## 課題 1
開発者向けオプションの文章では、USB デバッグを有効にすると何ができるようになると書かれていますか。
## 課題 2
開発者向けオプションの文章を、最後の文のあとから書き進めてください。

## 対象の文章
- - - - - - -

図 1 に示すように、[開発者向けオプション] 画面の上部でオプションのオンとオフを切り替えられます。オンのままにしておきます。無効にすると、デバイスと開発コンピュータ間の通信を必要としない設定を除いて、大半のオプションが無効になります。
デバイスで USB デバッグを有効にする
デバッガなどのツールを使用するには、あらかじめ USB デバッグを有効にしておく必要があります。これにより、USB 経由で接続したデバイスを、Android Studio や他の SDK ツールで認識できるようになります。
デバイスのシステム設定で、[開発者向けオプション] の [USB デバッグ] を有効にします。このオプションは、Android のバージョンに応じて次のいずれかの場所にあります。
- Android 9(API レベル 28)以上: [設定] > [システム] > [詳細設定] > [開発者向けオプション] > [USB デバッグ]
- Android 8.0.0(API レベル 26)および Android 8.1.0(API レベル 27): [設定] > [システム] > [開発者向けオプション] > [USB デバッグ]
- Android 7.1(API レベル 25)以下: [設定] > [開発者向けオプション] > [USB デバッグ]
全般オプション
[クイック設定開発者用タイル] をタップして、選択した開発者向けオプションをクイック設定パネルに追加します。
図 2 に示すように、利用可能なタイルを 1 つまたは複数選択して、クイック設定パネルを開き、鉛筆アイコンをタップして、編集モードに移行します。次に、開発者用タイルをタイルパネルからクイック設定パネルにドラッグし、再び鉛筆アイコンをタップして、編集モードを終了します。
他の全般オプションは以下のとおりです。
- メモリ: 平均的なメモリ使用状況や、メモリ パフォーマンス、使用可能なメモリ合計量、平均メモリ使用量、使用可能なメモリ残量、アプリによるメモリ使用量など、メモリに関する統計情報が表示されます。
- バグレポートを取得: 現在のデバイスログ ファイルのコピーを取得して、共有できます。 バグレポートが準備できると通知が送信され、その通知をタップするとレポートを共有できます。

- - - - - - -

## データ一覧
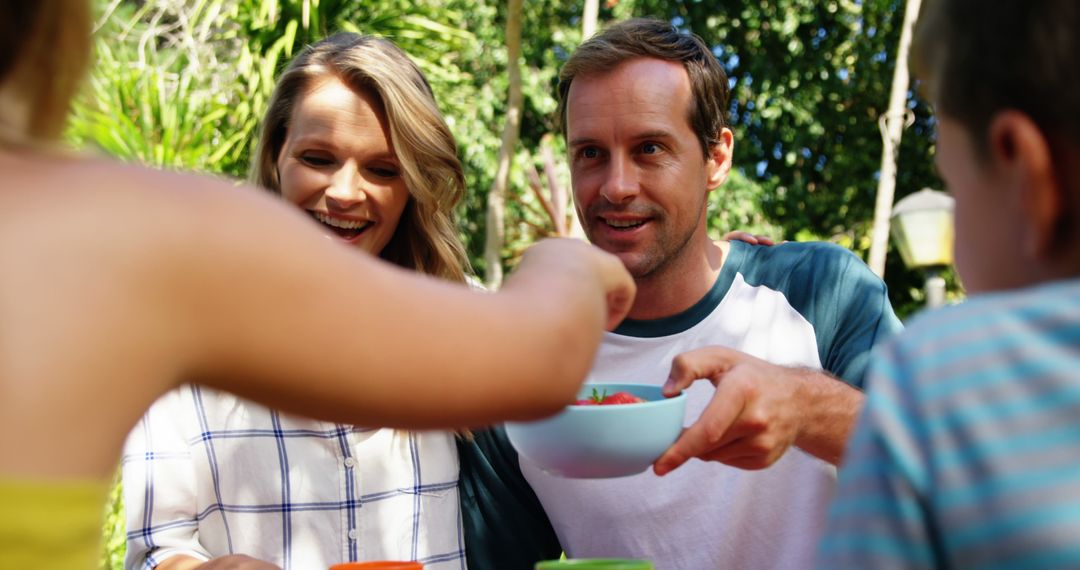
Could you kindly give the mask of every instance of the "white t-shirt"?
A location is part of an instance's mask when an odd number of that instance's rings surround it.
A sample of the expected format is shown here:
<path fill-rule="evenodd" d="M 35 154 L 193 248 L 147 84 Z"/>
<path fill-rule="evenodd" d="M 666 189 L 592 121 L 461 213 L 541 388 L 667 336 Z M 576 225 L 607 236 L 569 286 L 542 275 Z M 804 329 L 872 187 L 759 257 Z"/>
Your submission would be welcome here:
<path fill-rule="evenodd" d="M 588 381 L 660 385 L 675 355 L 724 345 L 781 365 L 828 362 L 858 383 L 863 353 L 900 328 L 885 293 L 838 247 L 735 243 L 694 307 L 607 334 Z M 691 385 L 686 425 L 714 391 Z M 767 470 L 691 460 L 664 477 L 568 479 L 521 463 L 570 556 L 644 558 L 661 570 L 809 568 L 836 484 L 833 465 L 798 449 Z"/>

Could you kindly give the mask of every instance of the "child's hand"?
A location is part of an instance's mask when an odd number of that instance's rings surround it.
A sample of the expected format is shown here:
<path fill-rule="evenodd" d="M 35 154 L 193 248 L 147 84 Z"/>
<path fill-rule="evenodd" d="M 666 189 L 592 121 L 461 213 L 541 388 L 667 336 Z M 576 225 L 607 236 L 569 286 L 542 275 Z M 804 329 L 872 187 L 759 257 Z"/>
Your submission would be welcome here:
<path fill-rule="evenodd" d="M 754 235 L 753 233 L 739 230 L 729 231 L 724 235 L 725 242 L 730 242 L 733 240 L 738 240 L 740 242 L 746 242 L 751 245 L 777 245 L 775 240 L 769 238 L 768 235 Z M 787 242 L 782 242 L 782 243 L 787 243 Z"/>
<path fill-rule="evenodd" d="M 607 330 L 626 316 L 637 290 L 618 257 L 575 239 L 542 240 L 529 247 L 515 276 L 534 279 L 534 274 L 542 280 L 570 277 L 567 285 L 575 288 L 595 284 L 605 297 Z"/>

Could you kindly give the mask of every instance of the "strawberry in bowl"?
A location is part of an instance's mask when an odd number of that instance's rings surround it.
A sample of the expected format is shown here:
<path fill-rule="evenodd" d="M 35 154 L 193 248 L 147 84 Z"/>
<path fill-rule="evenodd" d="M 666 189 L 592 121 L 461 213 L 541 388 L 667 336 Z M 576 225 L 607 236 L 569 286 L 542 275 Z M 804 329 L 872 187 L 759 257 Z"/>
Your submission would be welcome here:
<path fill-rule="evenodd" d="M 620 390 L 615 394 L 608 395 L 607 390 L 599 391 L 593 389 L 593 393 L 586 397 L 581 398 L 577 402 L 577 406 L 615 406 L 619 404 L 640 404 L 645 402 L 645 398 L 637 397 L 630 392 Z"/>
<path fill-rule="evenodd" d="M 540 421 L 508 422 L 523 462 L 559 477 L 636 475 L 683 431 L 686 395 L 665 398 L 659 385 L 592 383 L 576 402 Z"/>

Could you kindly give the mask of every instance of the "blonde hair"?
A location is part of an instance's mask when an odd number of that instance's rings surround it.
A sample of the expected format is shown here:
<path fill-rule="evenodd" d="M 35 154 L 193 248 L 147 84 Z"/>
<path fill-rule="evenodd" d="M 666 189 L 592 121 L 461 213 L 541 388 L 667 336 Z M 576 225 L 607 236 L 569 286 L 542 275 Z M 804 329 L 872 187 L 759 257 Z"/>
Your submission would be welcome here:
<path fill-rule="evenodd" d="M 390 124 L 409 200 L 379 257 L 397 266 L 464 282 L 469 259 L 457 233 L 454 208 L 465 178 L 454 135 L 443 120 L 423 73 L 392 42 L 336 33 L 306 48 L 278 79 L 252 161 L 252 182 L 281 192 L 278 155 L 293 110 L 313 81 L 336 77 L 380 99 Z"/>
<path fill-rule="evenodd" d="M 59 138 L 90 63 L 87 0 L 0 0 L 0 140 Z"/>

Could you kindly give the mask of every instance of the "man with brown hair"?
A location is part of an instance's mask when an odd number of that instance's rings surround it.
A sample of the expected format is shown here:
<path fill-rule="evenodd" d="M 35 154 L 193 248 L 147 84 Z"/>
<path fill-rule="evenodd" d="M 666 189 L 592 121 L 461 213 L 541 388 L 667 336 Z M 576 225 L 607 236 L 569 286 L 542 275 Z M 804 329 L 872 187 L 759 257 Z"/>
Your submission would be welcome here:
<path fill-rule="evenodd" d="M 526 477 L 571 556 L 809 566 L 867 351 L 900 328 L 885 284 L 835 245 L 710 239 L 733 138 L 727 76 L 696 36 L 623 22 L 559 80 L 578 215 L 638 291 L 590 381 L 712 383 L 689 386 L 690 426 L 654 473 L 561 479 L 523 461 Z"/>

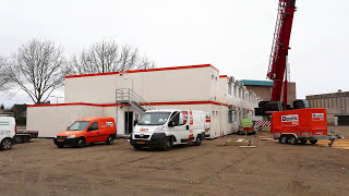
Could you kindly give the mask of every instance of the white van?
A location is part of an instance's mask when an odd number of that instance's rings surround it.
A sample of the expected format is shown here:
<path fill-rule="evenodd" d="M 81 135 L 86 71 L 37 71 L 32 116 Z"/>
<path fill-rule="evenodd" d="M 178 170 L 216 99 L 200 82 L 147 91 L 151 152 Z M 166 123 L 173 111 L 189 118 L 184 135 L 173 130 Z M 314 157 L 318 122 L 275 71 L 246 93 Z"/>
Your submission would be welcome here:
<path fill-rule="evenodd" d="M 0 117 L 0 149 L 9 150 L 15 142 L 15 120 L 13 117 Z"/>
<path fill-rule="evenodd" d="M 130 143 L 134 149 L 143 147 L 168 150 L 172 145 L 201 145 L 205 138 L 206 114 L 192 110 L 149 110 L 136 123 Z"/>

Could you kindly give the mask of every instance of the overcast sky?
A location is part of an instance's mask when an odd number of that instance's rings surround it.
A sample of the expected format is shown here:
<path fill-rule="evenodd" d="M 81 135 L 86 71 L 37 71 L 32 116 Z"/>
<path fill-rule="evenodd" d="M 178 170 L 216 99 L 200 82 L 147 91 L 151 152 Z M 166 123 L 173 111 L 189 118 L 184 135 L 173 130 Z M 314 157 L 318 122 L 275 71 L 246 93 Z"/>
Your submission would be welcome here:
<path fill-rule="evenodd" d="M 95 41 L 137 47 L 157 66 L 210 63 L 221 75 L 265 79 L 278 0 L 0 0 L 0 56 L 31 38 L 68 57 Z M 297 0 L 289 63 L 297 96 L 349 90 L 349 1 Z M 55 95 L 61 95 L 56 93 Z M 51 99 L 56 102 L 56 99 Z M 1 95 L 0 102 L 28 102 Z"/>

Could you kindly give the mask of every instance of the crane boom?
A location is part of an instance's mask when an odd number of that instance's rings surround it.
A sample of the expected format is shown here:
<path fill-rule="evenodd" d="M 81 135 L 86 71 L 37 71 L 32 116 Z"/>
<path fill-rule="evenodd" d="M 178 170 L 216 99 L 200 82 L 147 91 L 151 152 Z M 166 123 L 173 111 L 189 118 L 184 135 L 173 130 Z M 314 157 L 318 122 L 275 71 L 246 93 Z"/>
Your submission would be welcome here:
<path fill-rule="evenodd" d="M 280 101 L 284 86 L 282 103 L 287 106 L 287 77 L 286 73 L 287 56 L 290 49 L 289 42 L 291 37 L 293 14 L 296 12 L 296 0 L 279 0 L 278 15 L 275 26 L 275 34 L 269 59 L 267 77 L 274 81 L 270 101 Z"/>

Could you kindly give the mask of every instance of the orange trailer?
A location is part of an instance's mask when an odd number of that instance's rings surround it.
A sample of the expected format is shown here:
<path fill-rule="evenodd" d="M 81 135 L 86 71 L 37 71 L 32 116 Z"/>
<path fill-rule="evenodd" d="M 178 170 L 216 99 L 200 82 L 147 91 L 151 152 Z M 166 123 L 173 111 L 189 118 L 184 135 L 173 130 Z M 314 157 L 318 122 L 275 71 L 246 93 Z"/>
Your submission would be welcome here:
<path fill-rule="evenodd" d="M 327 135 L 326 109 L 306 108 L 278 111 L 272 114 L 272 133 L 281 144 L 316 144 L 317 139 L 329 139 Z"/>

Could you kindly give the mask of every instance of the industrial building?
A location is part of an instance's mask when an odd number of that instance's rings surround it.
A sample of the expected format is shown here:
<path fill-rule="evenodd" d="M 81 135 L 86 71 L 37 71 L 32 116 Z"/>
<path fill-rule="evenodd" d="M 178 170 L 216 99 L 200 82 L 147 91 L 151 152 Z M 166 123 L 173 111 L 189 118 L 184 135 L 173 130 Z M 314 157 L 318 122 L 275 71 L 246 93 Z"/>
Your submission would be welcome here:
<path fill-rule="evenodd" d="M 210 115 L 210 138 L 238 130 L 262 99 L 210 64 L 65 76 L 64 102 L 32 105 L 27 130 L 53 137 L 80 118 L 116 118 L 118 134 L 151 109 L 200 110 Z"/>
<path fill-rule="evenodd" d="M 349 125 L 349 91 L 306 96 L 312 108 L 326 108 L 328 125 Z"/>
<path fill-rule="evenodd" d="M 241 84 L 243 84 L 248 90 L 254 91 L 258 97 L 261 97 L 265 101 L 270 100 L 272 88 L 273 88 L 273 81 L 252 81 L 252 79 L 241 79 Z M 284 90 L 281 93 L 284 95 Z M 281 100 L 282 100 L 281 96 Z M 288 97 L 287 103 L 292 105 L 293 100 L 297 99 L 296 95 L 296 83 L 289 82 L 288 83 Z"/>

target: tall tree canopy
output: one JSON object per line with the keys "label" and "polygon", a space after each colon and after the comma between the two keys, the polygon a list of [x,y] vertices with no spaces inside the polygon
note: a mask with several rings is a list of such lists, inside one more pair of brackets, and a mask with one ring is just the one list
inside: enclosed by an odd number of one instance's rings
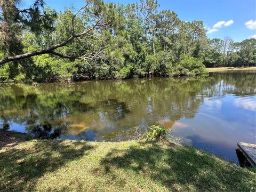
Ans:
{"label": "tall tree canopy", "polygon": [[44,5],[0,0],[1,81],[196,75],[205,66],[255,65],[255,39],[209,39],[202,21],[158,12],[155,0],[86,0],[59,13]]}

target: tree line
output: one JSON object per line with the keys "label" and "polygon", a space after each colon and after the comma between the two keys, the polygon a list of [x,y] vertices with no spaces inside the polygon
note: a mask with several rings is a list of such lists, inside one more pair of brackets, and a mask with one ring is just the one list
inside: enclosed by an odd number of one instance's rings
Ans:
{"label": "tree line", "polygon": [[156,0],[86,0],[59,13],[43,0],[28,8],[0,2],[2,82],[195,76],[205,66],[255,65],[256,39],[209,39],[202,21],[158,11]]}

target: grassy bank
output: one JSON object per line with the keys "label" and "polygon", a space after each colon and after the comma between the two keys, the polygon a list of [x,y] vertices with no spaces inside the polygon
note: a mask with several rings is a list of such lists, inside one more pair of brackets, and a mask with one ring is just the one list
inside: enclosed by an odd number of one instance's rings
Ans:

- - - - - - -

## 解答 1
USB 経由で接続したデバイスを、Android Studio や他の SDK ツールで認識できるようになります。

## 解答 2
- システム UI デモモード: 通知やバッテリー残量警告などを表示しない汎用のプリセット通知バーを表示することで、不要なものを含まないスクリーンショットを簡単に撮影できます。
[デモモードを有効にする] を有効にすると、
adb
デモモード コマンドを使用して、ステータスバーの外観を変更できます。あるいは、[デモモードを表示] を使用すると、通知を非表示にして、プリセットのステータスバーを表示できます。 - PC バックアップ パスワード: バックアップ パスワードを設定しておくと、パスワードの保護下にあるデバイスアプリやデータを、
adb
コマンドを使用してバックアップしたり、復元したりすることができます。 - 画面をロックしない: デバイスを電源に接続している間、画面をオンのままにします。
- Bluetooth HCI スヌープログを有効にする:
/sdcard/btsnoop_hci.log
ファイルに保存されているすべての Bluetooth HCI パケットを取得します。取得したパケットを Wireshark などのプログラムで解析して、その情報をトラブルシューティングに役立てることができます。
デバッグ
デバッグ オプションを使用すると、オンデバイス デバッグを設定したり、デバイスと開発コンピュータ間の通信を確立したりすることができます。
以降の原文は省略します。